======== MATERIAL SUPPLIED

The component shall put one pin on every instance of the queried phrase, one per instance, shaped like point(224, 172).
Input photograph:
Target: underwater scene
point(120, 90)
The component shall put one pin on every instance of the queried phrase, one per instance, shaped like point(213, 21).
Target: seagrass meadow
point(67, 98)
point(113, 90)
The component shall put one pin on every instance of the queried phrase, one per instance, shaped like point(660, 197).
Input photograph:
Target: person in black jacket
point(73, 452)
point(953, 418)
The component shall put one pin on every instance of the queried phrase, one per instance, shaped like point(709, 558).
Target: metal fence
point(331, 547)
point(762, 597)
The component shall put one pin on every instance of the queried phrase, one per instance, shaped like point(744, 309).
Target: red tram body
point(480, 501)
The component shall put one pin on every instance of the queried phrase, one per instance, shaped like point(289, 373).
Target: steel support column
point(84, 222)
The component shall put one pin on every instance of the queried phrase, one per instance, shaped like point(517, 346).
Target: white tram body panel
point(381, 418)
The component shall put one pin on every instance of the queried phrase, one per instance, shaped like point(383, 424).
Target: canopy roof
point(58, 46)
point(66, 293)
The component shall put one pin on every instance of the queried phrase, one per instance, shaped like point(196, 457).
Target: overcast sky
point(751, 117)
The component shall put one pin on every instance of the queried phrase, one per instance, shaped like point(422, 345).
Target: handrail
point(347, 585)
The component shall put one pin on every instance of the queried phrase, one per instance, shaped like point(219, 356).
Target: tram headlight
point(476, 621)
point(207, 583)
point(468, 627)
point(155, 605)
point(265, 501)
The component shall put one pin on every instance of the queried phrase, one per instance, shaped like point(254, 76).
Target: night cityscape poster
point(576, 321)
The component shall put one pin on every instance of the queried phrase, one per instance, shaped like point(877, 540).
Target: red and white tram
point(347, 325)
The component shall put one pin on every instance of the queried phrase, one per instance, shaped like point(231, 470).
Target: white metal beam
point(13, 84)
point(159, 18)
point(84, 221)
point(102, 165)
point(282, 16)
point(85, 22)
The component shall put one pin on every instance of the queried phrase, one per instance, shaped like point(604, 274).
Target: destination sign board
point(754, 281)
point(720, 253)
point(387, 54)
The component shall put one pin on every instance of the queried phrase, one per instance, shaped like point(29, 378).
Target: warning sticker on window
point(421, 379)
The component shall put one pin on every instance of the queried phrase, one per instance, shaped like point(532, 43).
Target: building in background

================

WORK TO DO -
Rewrite the material from the line with "like point(877, 540)." up to and including the last line of the material, requests included, multiplying every point coordinate in the answers by 1.2 and rounding to whole numbers with halves rounded up. Leave the numbers in the requests and their format samples unchanged.

TASK SOLUTION -
The component shall put one pin on every instance of the queried phrase, one per instance, shaped like point(877, 540).
Target: red and white tram
point(416, 390)
The component shall put one pin on every instance of the queried phrase, one per instance, shaped like point(231, 470).
Target: white metal beam
point(16, 101)
point(191, 22)
point(101, 265)
point(122, 198)
point(338, 19)
point(102, 26)
The component shall put one pin on every instance of the queried phrase, one per instance, shaped like point(604, 274).
Target: destination sign board
point(905, 337)
point(864, 304)
point(464, 65)
The component shall put one pin on every instance of the queried phrase, one per instance, shaped like point(29, 378).
Target: warning sticker on window
point(505, 455)
The component shall put one pin on every instance of the queried phrase, one per instance, shaped like point(532, 43).
Target: building in background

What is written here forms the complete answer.